## Work to do
Reproduce each of the records below word for word, but leave out the pictures.
⁂
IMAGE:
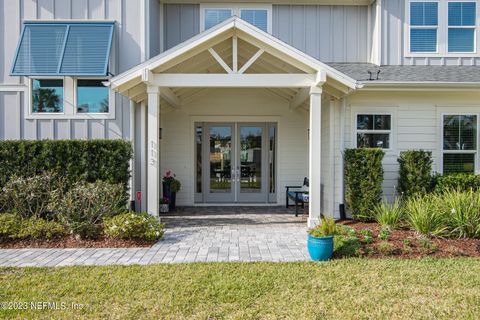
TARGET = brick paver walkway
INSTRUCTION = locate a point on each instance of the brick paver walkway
(193, 235)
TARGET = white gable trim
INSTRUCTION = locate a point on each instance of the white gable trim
(220, 32)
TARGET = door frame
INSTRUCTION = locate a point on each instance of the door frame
(262, 196)
(267, 197)
(227, 197)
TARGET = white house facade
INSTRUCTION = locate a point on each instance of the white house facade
(241, 99)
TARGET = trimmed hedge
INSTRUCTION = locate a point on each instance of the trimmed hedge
(415, 173)
(363, 181)
(458, 181)
(77, 160)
⁂
## Finished task
IMAGE:
TARGET = brick paver walkway
INSTRUCTION = locate a point on each instance of the brick paver walkway
(193, 235)
TARGET = white gable trim
INSTRUCTION = locate a point on each instance of the white gable trim
(220, 32)
TARGET = door frame
INSTRUCTION = locate a point on each instance of the door frame
(262, 196)
(267, 197)
(227, 197)
TARGET = white house facade
INSTRUCTION = locate a point on each instance of the white house facade
(241, 99)
TARGET = trimmed hedge
INSTRUCTION = locate a point on each instance of the trimmed hedge
(415, 173)
(363, 181)
(458, 181)
(77, 160)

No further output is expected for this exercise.